--- Source document ---

Hereafter no task will be moved from one node to another. The
load-balancer is split in two, one balances in A one balances in B
nothing crosses. (It is important that A.cpus and B.cpus do not
intersect.)
Ideally no task would remain in the root group, back in the day we could
actually do this (with exception of the cpu bound kernel threads), but
this has significantly regressed :-(
(still hate the workqueue affinity interface)
As is, tasks that are left in the root group get balanced within
whatever domain they ended up in.
> And what's DL?
SCHED_DEADLINE, its a 'Global'-EDF like scheduler that doesn't support
CPU affinities (because that doesn't make sense). The only way to
restrict it is to partition.
'Global' because you can partition it. If you reduce your system to
single CPU partitions you'll reduce to P-EDF.
(The same is true of SCHED_FIFO, that's a 'Global'-FIFO on the same
partition scheme, it however does support sched_affinity, but using it
gives 'interesting' schedulability results -- call it a historic
accident).

--- Records for processing ---

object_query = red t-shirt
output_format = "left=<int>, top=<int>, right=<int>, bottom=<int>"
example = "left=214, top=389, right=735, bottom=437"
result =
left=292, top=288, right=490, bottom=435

---

• Parts of the exercise
A - Extract every line of the records that contains the string "bottom", matching case exactly.
B - Proceed with the passage on scheduler partitioning and SCHED_DEADLINE, picking up from the point where it stops.

• Replies
A -
output_format = "left=<int>, top=<int>, right=<int>, bottom=<int>"
example = "left=214, top=389, right=735, bottom=437"
left=292, top=288, right=490, bottom=435

B -
Note that related, but differently, we have the isolcpus boot parameter
which creates single CPU partitions for all listed CPUs and gives the
rest to the root cpuset. Ideally we'd kill this option given its a boot
time setting (for something which is trivially to do at runtime).
But this cannot be done, because that would mean we'd have to start with
a !0 cpuset layout:
'/'
load_balance=0
/ \
'system' 'isolated'
cpus=~isolcpus cpus=isolcpus
load_balance=0
And start with _everything_ in the /system group (inclding default IRQ
affinities).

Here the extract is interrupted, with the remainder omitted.